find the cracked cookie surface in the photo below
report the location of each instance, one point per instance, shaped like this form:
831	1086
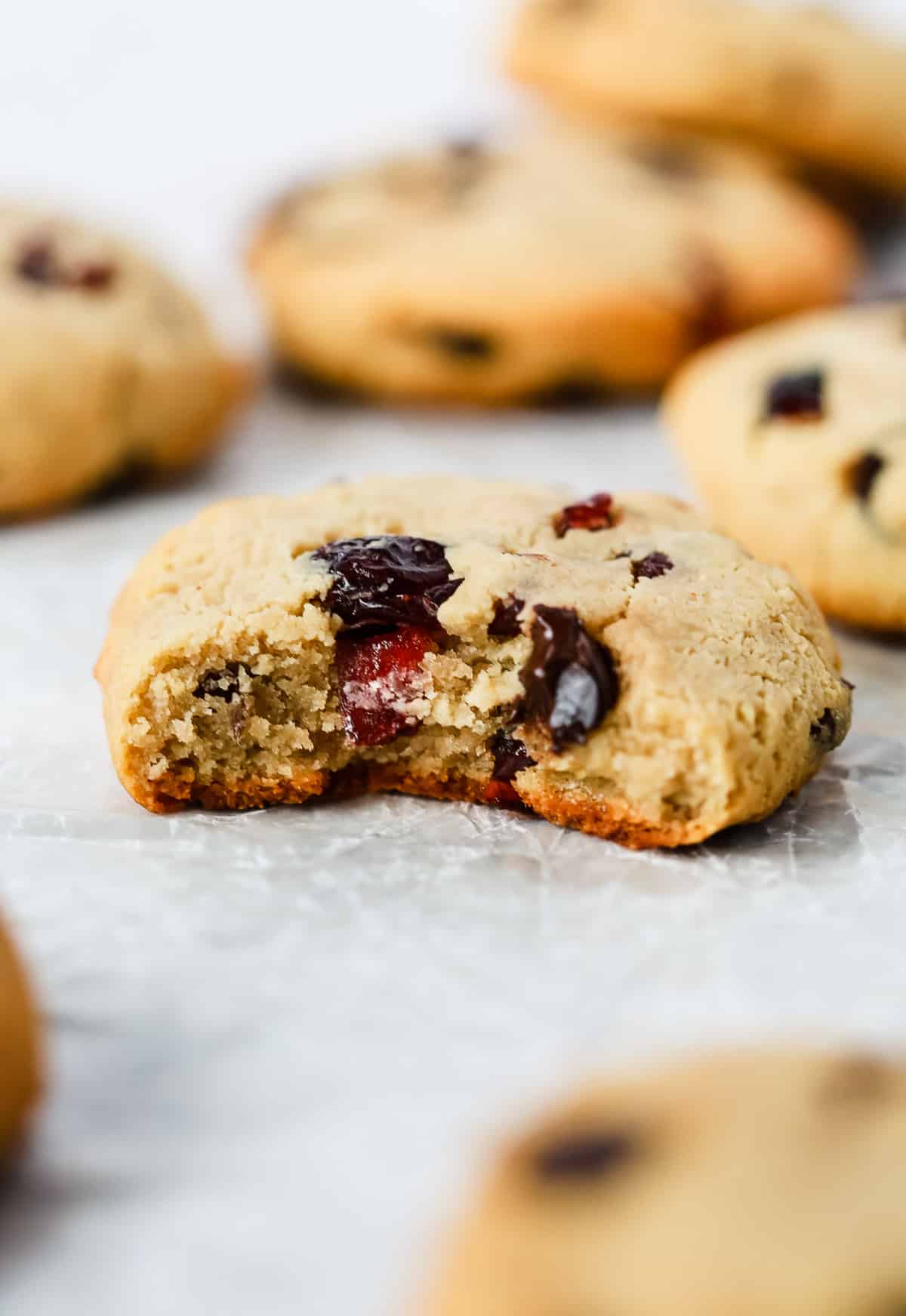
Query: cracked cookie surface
644	681
109	370
796	436
800	78
763	1182
560	267
19	1048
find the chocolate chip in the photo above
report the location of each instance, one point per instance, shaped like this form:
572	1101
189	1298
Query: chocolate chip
504	624
463	344
864	472
796	396
220	684
652	566
510	757
571	679
594	514
387	580
587	1156
828	730
672	161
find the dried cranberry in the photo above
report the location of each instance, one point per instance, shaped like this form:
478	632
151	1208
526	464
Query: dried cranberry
596	514
827	730
220	684
506	617
571	681
797	396
377	675
864	472
652	566
585	1156
387	580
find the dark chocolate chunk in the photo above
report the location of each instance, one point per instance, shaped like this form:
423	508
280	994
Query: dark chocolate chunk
571	679
796	396
387	580
652	566
587	1156
504	624
828	730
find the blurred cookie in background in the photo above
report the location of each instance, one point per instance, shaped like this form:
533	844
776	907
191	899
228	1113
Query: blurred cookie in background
109	373
566	265
747	1182
20	1062
796	436
800	78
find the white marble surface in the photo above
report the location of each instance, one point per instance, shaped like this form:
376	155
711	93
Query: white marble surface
279	1041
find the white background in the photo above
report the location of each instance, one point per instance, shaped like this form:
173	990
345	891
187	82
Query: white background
278	1043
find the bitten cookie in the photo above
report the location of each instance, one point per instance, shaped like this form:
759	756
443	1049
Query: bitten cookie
796	436
609	663
564	266
800	78
763	1183
108	371
19	1048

· · · · · · ·

To do:
Select and copy every line from the records that includes the word "above".

Written answer:
find the chocolate chip in the photo above
find the dried cranberry in the photo above
find the dark chocolate chunk in the photo above
find the blurred cookie in background in the photo above
find the white marble surface in the photo above
find the white background in the photo above
find the bitten cookie in the photo above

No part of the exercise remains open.